### [Text]
If you want to find out more about it's capabilities you also might want to
check the SQL Server 2005 Readiness Kit (includes the June CTP).
There are a lot of white papers on it and also hands-on-labs that give you
the possibility to run Hands-on-Labs and test all of the SQL functionality.
Personally I do believe SQL Server Reporting Services has some great
strenghts over Crystal Reports.
Also keep in mind that future Microsoft product releases as Axapta /
Navision / Microsoft CRM will use SQL Server Reporting Services as their
core reporting tool.
SQL Server Reporting Services is a requirement for MOM 2005.
The Report Designer within SQL Server Reporting Services 2005 gives you the
possibility to use an MDX query builder.
Very nifty is that you can export that RDL definition and also use it with
Reporting Services 2005.
Look at the benefits of creation additional datasources, additional
rendering methods and the possibility to enable caching of reports with
applying filters.
--
Dandy Weyn
[MCSE-MCSA-MCDBA-MCDST-MCT]
http://www.dandyman.net
Check my SQL Server Resource Pages at http://www.dandyman.net/sql
"Jéjé" <willgart@.AAAhotmailBBB.com> wrote in message
news:%23Y%23it1HnFHA.1444@.TK2MSFTNGP10.phx.gbl...
> there is no templates, except when you create a report, after this, no
> luck, you have to change every objects to apply the new colors...
> there is a lack of capabilities in the charts component
> there is a lack of functionalities to "merge" 2 datasets to do some
> calculations
> interactivity in the reports is great (show/hide sections, easy drill
> through...)
> the scripting part is easy too to do a lot of jobs (VB.net code). today we
> deploy 100 reports with a simple script. This include folder creation,
> report upload, report parameters...

### [Dataset extract]

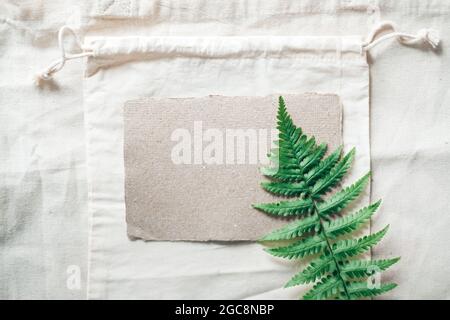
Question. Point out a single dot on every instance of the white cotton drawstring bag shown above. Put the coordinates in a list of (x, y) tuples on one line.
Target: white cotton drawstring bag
[(122, 69)]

### [Required tasks]
1. Translate this sentence from the post on SQL Server Reporting Services into Spanish: "SQL Server Reporting Services is a requirement for MOM 2005."
2. Write a continuation of the newsgroup post on SQL Server Reporting Services, starting after its final line.

### [Results in order]
1. SQL Server Reporting Services es un requisito para MOM 2005.

2.
> 2005 provide some new features like encrypted parameters, multiselect
> prompts.
> because RS is a webservice, you can very easely develop around it.
> also, there is some OLAP Client tools on the market with RS integration
> (like ProClarity)
> you can also use home made .NET component, like libraries, in your report.
> creating purchase orders report is easy, and you can send this type of
> report easely to the users by email or PDF files.
> "Tony" <someone@.microsoft.com> wrote in message
> news:OzBbSgCnFHA.3380@.TK2MSFTNGP12.phx.gbl...
>> If your IT department were in a position to choose between Crystal
>> Enterprise 11 and Reporting Services 2005, which platform would you
>> choose and why?
>> Also, if you don't mind answering one or more of the following questions
>> that are specific to our decision making:
>> - What is your overall impression about the stablity of the reporting
>> tool? For example, what known bugs may cause backend maintenance or down
>> time?
>> - In your experience with using the tool, what important features are
>> missing and did you find a suitable work around?
>> - Does the tool have an easy to use and feature rich report designer
>> intended for non-IT users?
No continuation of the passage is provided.